The layout and number of single-mandate districts are established in federal law by the State Duma in agreement with the Central Election Commission. The district's boundaries may not coincide with the boundaries of the constituent entities of the Russian Federation, but at the same time, each subject must have at least one district. To register a candidate in a single-mandate constituency, it is necessary to overcome the 3% threshold of signatures from the number of voters in the respective constituency. The candidate with the most votes wins.

The federal list of candidates must contain between 200 and 400 candidates from a party (with a proportional system, the vote is cast for the list, not for an individual candidate). To pass the list for elections, it is necessary to collect more than 200,000 signatures, but not less than 7,000 in one subject of the Russian Federation. The following do not require signatures: lists that overcame the 3% threshold for the federal district in the previous elections; and the list of candidates nominated by a political party that was admitted to the distribution of deputy mandates in the legislative body of at least one subject of the Russian Federation. Parties that do not pass the 5% threshold on the lists are not allowed to distribute deputy mandates.

● **Required work**: Rewrite the stretch of the passage on State Duma elections from "The layout and" through "most votes wins.", putting "single-member" in place of "single-mandate". The rows beneath have no connection to the passage on State Duma elections.

(Rows from a dataset)

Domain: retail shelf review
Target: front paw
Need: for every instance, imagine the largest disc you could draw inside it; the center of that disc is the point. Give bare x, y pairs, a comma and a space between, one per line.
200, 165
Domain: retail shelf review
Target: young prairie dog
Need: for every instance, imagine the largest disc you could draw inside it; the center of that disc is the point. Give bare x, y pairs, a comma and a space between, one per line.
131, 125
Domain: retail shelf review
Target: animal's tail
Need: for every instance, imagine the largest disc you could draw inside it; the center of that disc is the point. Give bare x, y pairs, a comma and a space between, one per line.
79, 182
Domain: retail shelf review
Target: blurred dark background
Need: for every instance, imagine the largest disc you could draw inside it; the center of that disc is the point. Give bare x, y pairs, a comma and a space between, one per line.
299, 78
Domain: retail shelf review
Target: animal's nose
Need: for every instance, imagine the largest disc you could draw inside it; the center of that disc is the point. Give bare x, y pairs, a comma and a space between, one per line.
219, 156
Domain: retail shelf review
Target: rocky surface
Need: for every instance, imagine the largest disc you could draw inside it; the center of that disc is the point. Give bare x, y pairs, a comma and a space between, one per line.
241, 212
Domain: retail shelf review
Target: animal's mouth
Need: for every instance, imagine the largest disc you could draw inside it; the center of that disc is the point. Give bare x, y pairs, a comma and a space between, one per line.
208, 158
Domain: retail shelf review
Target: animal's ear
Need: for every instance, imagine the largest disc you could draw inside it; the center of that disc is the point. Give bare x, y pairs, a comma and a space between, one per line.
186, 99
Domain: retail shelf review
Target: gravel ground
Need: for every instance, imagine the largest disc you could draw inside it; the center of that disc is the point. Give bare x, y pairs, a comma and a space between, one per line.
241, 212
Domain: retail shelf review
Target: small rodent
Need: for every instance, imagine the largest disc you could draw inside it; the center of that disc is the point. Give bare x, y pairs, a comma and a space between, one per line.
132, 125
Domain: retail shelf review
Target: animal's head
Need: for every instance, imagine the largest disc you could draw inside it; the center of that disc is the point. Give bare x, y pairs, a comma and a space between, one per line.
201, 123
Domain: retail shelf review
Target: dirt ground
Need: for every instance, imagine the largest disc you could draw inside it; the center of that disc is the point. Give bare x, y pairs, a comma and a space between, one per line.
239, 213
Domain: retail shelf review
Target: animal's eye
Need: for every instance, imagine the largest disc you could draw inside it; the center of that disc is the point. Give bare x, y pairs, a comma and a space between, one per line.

● **Solution for this task**:
The layout and number of single-member districts are established in federal law by the State Duma in agreement with the Central Election Commission. The district's boundaries may not coincide with the boundaries of the constituent entities of the Russian Federation, but at the same time, each subject must have at least one district. To register a candidate in a single-member constituency, it is necessary to overcome the 3% threshold of signatures from the number of voters in the respective constituency. The candidate with the most votes wins.